Exercise:
Please return each of the entries exactly, minus their pictures.

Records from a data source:
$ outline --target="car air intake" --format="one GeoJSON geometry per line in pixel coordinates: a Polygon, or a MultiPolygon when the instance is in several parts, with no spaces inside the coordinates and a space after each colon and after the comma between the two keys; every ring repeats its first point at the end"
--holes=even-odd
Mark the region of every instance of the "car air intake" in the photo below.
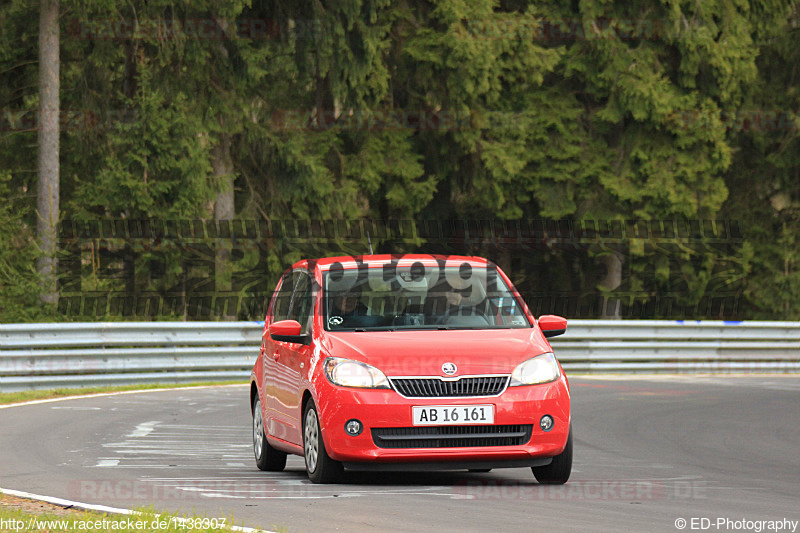
{"type": "Polygon", "coordinates": [[[467,448],[520,446],[531,440],[531,424],[372,428],[379,448],[467,448]]]}
{"type": "Polygon", "coordinates": [[[463,398],[496,396],[505,390],[508,376],[479,376],[455,381],[441,378],[391,378],[394,390],[406,398],[463,398]]]}

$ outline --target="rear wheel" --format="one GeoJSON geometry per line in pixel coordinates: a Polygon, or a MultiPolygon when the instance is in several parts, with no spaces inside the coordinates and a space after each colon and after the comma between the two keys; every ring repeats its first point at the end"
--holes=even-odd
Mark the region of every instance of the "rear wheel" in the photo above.
{"type": "Polygon", "coordinates": [[[491,468],[470,468],[469,471],[474,473],[474,474],[485,474],[486,472],[491,472],[492,469],[491,468]]]}
{"type": "Polygon", "coordinates": [[[303,415],[303,453],[308,479],[314,483],[335,483],[344,472],[342,463],[331,459],[325,450],[317,408],[312,401],[306,404],[303,415]]]}
{"type": "Polygon", "coordinates": [[[536,481],[543,485],[563,485],[572,472],[572,425],[569,427],[569,437],[564,451],[553,457],[553,462],[546,466],[533,466],[533,475],[536,481]]]}
{"type": "Polygon", "coordinates": [[[261,400],[258,397],[253,403],[253,451],[259,470],[280,472],[286,467],[286,453],[276,450],[267,442],[264,416],[261,414],[261,400]]]}

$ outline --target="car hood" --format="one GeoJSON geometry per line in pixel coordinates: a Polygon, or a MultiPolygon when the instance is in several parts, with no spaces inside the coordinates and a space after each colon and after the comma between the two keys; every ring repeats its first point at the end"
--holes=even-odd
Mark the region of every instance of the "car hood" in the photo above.
{"type": "Polygon", "coordinates": [[[447,376],[444,363],[456,365],[453,376],[510,374],[551,351],[535,328],[325,332],[322,347],[326,355],[363,361],[388,377],[447,376]]]}

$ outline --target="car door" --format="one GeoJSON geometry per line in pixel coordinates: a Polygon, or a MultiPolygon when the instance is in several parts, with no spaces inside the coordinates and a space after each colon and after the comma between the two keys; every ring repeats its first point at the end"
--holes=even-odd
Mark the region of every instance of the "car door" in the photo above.
{"type": "MultiPolygon", "coordinates": [[[[311,335],[314,311],[314,283],[311,275],[305,271],[299,271],[299,278],[292,295],[292,305],[289,310],[289,319],[300,323],[300,334],[311,335]]],[[[302,391],[300,383],[303,372],[307,369],[308,361],[311,358],[312,348],[308,344],[298,344],[285,342],[282,343],[283,350],[278,358],[279,372],[285,379],[278,384],[278,395],[280,397],[279,409],[281,409],[281,419],[286,421],[289,442],[302,445],[302,391]]]]}
{"type": "Polygon", "coordinates": [[[278,366],[278,361],[286,348],[285,342],[272,340],[268,334],[269,326],[273,322],[287,320],[291,308],[292,294],[297,285],[299,273],[287,272],[281,278],[278,291],[270,304],[269,315],[265,321],[264,337],[261,342],[262,361],[264,365],[264,423],[269,435],[281,440],[289,440],[286,421],[282,420],[282,410],[279,401],[278,383],[285,379],[283,368],[278,366]]]}
{"type": "MultiPolygon", "coordinates": [[[[288,319],[298,321],[301,334],[306,335],[311,333],[313,321],[313,281],[305,270],[295,270],[293,274],[295,282],[288,319]]],[[[300,382],[310,354],[310,346],[292,342],[275,342],[272,352],[275,376],[274,420],[278,432],[275,436],[298,445],[302,444],[300,382]]]]}

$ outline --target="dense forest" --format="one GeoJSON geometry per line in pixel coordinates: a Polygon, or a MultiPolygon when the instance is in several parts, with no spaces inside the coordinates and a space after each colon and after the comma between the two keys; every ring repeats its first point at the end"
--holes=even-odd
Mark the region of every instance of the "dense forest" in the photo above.
{"type": "Polygon", "coordinates": [[[799,132],[796,1],[5,0],[0,321],[257,319],[370,247],[537,315],[800,320],[799,132]]]}

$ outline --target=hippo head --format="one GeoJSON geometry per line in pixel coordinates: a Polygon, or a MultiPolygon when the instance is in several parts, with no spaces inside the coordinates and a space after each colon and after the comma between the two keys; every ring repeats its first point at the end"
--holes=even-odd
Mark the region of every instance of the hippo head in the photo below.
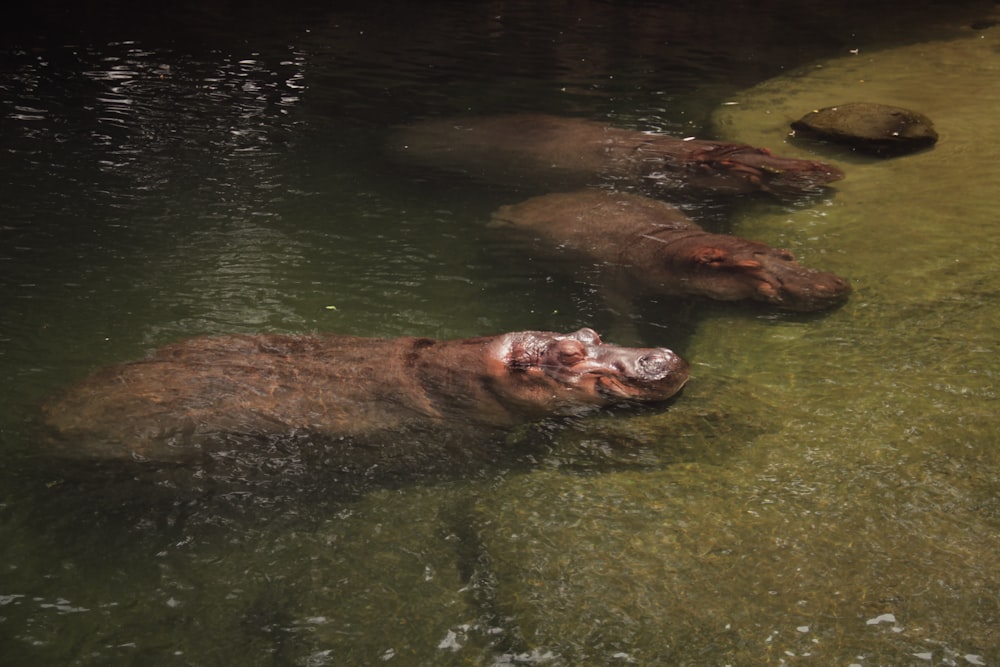
{"type": "Polygon", "coordinates": [[[766,148],[739,144],[709,144],[692,155],[695,170],[720,189],[763,191],[778,196],[821,192],[844,177],[833,165],[774,155],[766,148]]]}
{"type": "Polygon", "coordinates": [[[735,236],[692,237],[689,247],[672,248],[666,261],[666,271],[682,276],[688,291],[720,301],[812,312],[841,305],[851,293],[846,280],[802,266],[787,250],[735,236]]]}
{"type": "Polygon", "coordinates": [[[495,394],[526,413],[575,414],[605,405],[664,401],[688,365],[666,348],[605,344],[593,329],[523,331],[498,340],[495,394]]]}

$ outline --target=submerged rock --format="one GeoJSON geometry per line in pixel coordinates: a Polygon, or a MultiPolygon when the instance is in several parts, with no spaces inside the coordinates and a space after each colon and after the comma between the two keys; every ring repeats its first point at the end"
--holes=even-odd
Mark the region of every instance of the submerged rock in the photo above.
{"type": "Polygon", "coordinates": [[[811,111],[793,122],[792,129],[883,157],[929,148],[938,139],[934,124],[922,113],[870,102],[811,111]]]}

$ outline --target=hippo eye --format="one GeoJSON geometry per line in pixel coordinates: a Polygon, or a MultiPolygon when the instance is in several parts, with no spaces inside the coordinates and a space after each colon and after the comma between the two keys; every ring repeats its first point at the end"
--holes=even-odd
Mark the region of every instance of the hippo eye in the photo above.
{"type": "Polygon", "coordinates": [[[580,341],[562,340],[556,349],[556,361],[560,366],[573,366],[587,358],[587,348],[580,341]]]}

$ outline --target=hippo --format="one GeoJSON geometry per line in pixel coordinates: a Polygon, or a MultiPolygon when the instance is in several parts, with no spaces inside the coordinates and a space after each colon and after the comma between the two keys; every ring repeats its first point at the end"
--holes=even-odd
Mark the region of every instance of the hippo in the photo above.
{"type": "Polygon", "coordinates": [[[787,250],[706,232],[673,206],[640,195],[543,195],[501,207],[491,225],[583,255],[657,294],[808,312],[842,304],[851,291],[843,278],[802,266],[787,250]]]}
{"type": "Polygon", "coordinates": [[[431,119],[401,128],[390,150],[422,165],[489,180],[579,187],[595,178],[655,179],[699,192],[821,192],[836,167],[743,144],[678,139],[543,114],[431,119]]]}
{"type": "Polygon", "coordinates": [[[586,328],[457,340],[209,336],[99,370],[42,418],[62,456],[190,464],[295,450],[296,465],[367,469],[547,417],[665,401],[688,372],[666,348],[619,347],[586,328]]]}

Response to this exercise:
$ outline --target="car air intake" --format="one GeoJSON geometry per line in pixel coordinates: a Polygon, or a MultiPolygon when the instance is in several parts, with no spaces inside the coordinates and a space after each colon and after the comma between the two keys; every ring repeats its first point at the end"
--holes=even-odd
Mark the region of every instance of the "car air intake" in the photo below.
{"type": "Polygon", "coordinates": [[[467,448],[520,446],[531,440],[531,424],[372,428],[379,448],[467,448]]]}
{"type": "Polygon", "coordinates": [[[463,398],[496,396],[505,390],[508,376],[479,376],[455,381],[441,378],[391,378],[394,390],[406,398],[463,398]]]}

$ outline --target="rear wheel" --format="one GeoJSON geometry per line in pixel coordinates: a Polygon, or a MultiPolygon when the instance is in several parts, with no spaces inside the coordinates and a space after each colon and after the comma between the two keys; every ring repeats its first point at the end"
--holes=even-odd
Mark the region of every instance of the "rear wheel" in the photo above.
{"type": "Polygon", "coordinates": [[[491,468],[470,468],[469,471],[474,473],[474,474],[485,474],[486,472],[491,472],[492,469],[491,468]]]}
{"type": "Polygon", "coordinates": [[[303,415],[303,453],[308,479],[314,483],[335,483],[344,472],[342,463],[331,459],[325,450],[317,408],[312,401],[306,404],[303,415]]]}
{"type": "Polygon", "coordinates": [[[536,481],[543,485],[563,485],[572,472],[572,425],[569,427],[569,437],[564,451],[553,457],[553,462],[546,466],[533,466],[533,475],[536,481]]]}
{"type": "Polygon", "coordinates": [[[261,400],[258,397],[253,403],[253,451],[259,470],[280,472],[286,467],[286,453],[276,450],[267,442],[264,416],[261,414],[261,400]]]}

$ outline --target="car hood" --format="one GeoJSON geometry per line in pixel coordinates: a Polygon, or a MultiPolygon when the instance is in several parts, with no spaces inside the coordinates and a space after each colon and after the comma between the two keys; every ring repeats its first point at the end"
--holes=even-odd
Mark the region of every instance of the "car hood" in the photo above.
{"type": "Polygon", "coordinates": [[[447,376],[444,363],[456,365],[453,376],[510,374],[551,351],[535,328],[325,332],[322,347],[326,355],[363,361],[388,377],[447,376]]]}

$ outline --target="car door" --format="one GeoJSON geometry per line in pixel coordinates: a Polygon, or a MultiPolygon when the instance is in several parts, with no spaces inside the coordinates and a space after each colon and after the comma between the two keys; every ring repeats its first point at the end"
--holes=even-odd
Mark the region of every instance of the "car door" in the photo above.
{"type": "MultiPolygon", "coordinates": [[[[311,335],[314,311],[314,283],[311,275],[305,271],[299,271],[299,278],[292,295],[292,305],[289,310],[289,319],[300,323],[300,334],[311,335]]],[[[302,391],[300,383],[303,372],[307,369],[308,361],[311,358],[312,348],[308,344],[298,344],[285,342],[282,343],[283,350],[278,358],[279,372],[285,379],[278,384],[278,395],[280,397],[279,409],[281,409],[281,419],[286,421],[289,442],[302,445],[302,391]]]]}
{"type": "Polygon", "coordinates": [[[278,366],[278,361],[286,348],[285,342],[272,340],[268,334],[269,326],[273,322],[287,320],[291,308],[292,294],[297,285],[299,273],[287,272],[281,278],[278,291],[270,304],[269,315],[265,321],[264,337],[261,342],[262,361],[264,365],[264,423],[269,435],[281,440],[289,440],[286,421],[282,420],[282,410],[279,401],[278,383],[285,379],[283,368],[278,366]]]}
{"type": "MultiPolygon", "coordinates": [[[[288,319],[298,321],[301,334],[306,335],[311,333],[313,321],[313,281],[305,270],[295,270],[293,274],[295,282],[288,319]]],[[[300,382],[310,354],[310,346],[292,342],[275,342],[272,352],[275,376],[274,420],[278,432],[275,436],[298,445],[302,444],[300,382]]]]}

$ outline --target="dense forest" --format="one GeoJSON geometry per line in pixel coordinates: a Polygon, or a MultiPolygon when the instance is in several parts, with no spaces inside the coordinates and a space after each colon and after the comma between the two keys; every ring repeats its first point at the end"
--holes=even-odd
Mark the region of every instance of the "dense forest" in the photo above.
{"type": "Polygon", "coordinates": [[[799,132],[796,1],[5,0],[0,321],[257,319],[370,247],[537,315],[800,320],[799,132]]]}

$ outline --target=hippo head --format="one GeoJSON geometry per line in pixel coordinates: a Polygon, or a MultiPolygon when the instance is in several parts, with no spaces inside the coordinates and a space after each colon and after the comma between the two keys; every ring repeats its first point at the end"
--holes=even-odd
Mark the region of every instance of the hippo head in the photo below.
{"type": "Polygon", "coordinates": [[[766,148],[739,144],[709,144],[692,155],[695,170],[720,189],[763,191],[778,196],[821,192],[844,177],[833,165],[774,155],[766,148]]]}
{"type": "Polygon", "coordinates": [[[735,236],[692,237],[689,247],[672,248],[666,261],[666,271],[682,276],[688,291],[720,301],[812,312],[841,305],[851,293],[846,280],[802,266],[787,250],[735,236]]]}
{"type": "Polygon", "coordinates": [[[495,394],[526,413],[575,414],[605,405],[664,401],[688,365],[666,348],[605,344],[593,329],[523,331],[498,340],[495,394]]]}

$ outline --target=submerged rock --format="one GeoJSON geometry per line in pixel coordinates: a Polygon, or a MultiPolygon when the instance is in several parts, with no spaces inside the coordinates and a space after each colon and after the comma between the two keys; every ring repeats its first point at the end"
--holes=even-odd
Mark the region of every instance of the submerged rock in the photo above.
{"type": "Polygon", "coordinates": [[[811,111],[793,122],[792,129],[883,157],[929,148],[938,139],[934,124],[922,113],[870,102],[811,111]]]}

$ outline --target=hippo eye --format="one GeoJSON geometry per line in pixel coordinates: a Polygon, or a MultiPolygon when the instance is in several parts, with no spaces inside the coordinates and a space after each colon and after the comma between the two keys; every ring repeats its first point at the end"
--holes=even-odd
Mark the region of every instance of the hippo eye in the photo above.
{"type": "Polygon", "coordinates": [[[580,341],[562,340],[556,349],[556,361],[560,366],[573,366],[587,358],[587,348],[580,341]]]}

$ outline --target=hippo --format="one GeoJSON geometry per line in pixel coordinates: a Polygon, or a MultiPolygon when the instance is in several parts, with no spaces inside the coordinates and a space after each colon and after the comma between the two keys; every ring repeats its first point at the end"
--holes=even-odd
Mark the region of every instance of the hippo in the photo above.
{"type": "Polygon", "coordinates": [[[787,250],[706,232],[673,206],[640,195],[543,195],[501,207],[491,225],[583,255],[657,294],[808,312],[842,304],[851,291],[843,278],[802,266],[787,250]]]}
{"type": "Polygon", "coordinates": [[[431,119],[401,128],[390,150],[422,165],[489,180],[579,187],[595,178],[655,179],[699,192],[821,192],[836,167],[743,144],[678,139],[543,114],[431,119]]]}
{"type": "Polygon", "coordinates": [[[586,328],[457,340],[209,336],[99,370],[42,418],[62,456],[190,464],[295,450],[296,465],[367,469],[547,417],[665,401],[688,372],[666,348],[619,347],[586,328]]]}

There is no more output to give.